## Working data
* * * * *
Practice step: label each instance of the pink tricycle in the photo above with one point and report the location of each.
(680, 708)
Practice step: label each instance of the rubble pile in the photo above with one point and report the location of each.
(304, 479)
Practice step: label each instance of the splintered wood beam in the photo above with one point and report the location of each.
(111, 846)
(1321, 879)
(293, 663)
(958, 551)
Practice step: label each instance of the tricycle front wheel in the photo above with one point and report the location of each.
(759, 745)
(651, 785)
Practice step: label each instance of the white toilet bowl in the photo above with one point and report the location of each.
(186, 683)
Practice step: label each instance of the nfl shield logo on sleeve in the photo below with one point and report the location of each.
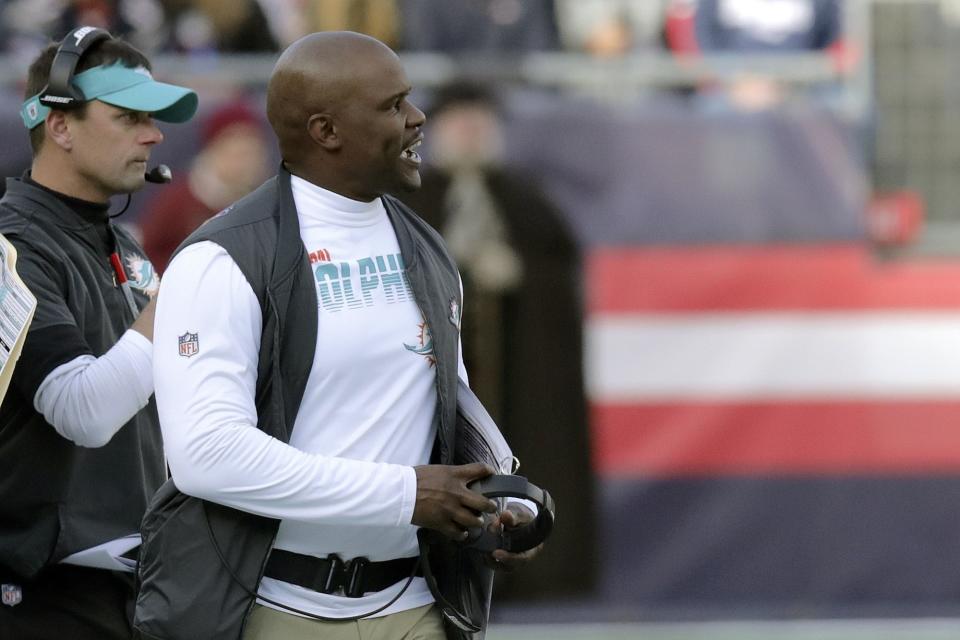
(189, 344)
(12, 595)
* * * * *
## Required task
Can you retype the whole listing above word for word, leaving out any pictures?

## Task solution
Practice step: label each instance of the pink tricycle in the photo above with one point and report the location of each.
(680, 708)
Practice step: label each instance of the rubble pile in the photo above with one point and report the location of each.
(304, 479)
Practice step: label each instance of the splintered wood beam in the photo above with one point and report the location of each.
(111, 846)
(1321, 879)
(293, 663)
(958, 551)
Practice step: label each instance of the tricycle front wheel in the photo above with one point and report the location of each.
(759, 745)
(651, 785)
Practice step: label each instance of the white toilet bowl in the photo above with one point and report the location of each.
(186, 683)
Practice step: label each instance of the nfl shield logo on sleeve in the photo below with one point and report the location of each.
(189, 344)
(12, 595)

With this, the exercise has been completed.